### Directive
Output each of the rows below verbatim, but leave the pictures out.

Pointing entries for named objects
********

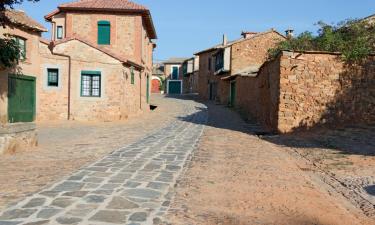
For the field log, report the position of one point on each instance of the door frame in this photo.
(232, 103)
(174, 81)
(24, 77)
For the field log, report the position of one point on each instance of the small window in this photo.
(90, 84)
(104, 33)
(59, 32)
(175, 73)
(21, 42)
(53, 77)
(132, 75)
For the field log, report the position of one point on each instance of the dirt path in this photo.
(66, 147)
(236, 178)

********

### Answer below
For the field log, report the position of one point on each instance of the door frame in this photo.
(232, 103)
(174, 81)
(24, 77)
For the field log, report the position of one point on each instance of the small window in this photo.
(90, 84)
(104, 33)
(59, 32)
(175, 73)
(21, 42)
(53, 77)
(132, 75)
For the field log, report the position of one point on each instance of the dirt path in this photo.
(66, 147)
(236, 178)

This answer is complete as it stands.